◆ To do
Return each entry exactly, with none missing.
= Beginning of Section =
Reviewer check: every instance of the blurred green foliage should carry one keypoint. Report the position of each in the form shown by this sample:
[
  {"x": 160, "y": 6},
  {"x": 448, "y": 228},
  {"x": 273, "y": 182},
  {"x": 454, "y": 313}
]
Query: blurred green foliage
= End of Section =
◆ Reply
Reviewer check: every instance of the blurred green foliage should carry one keypoint. Report the position of each in the form shown by this sample:
[
  {"x": 160, "y": 6},
  {"x": 448, "y": 228},
  {"x": 273, "y": 182},
  {"x": 454, "y": 313}
]
Query: blurred green foliage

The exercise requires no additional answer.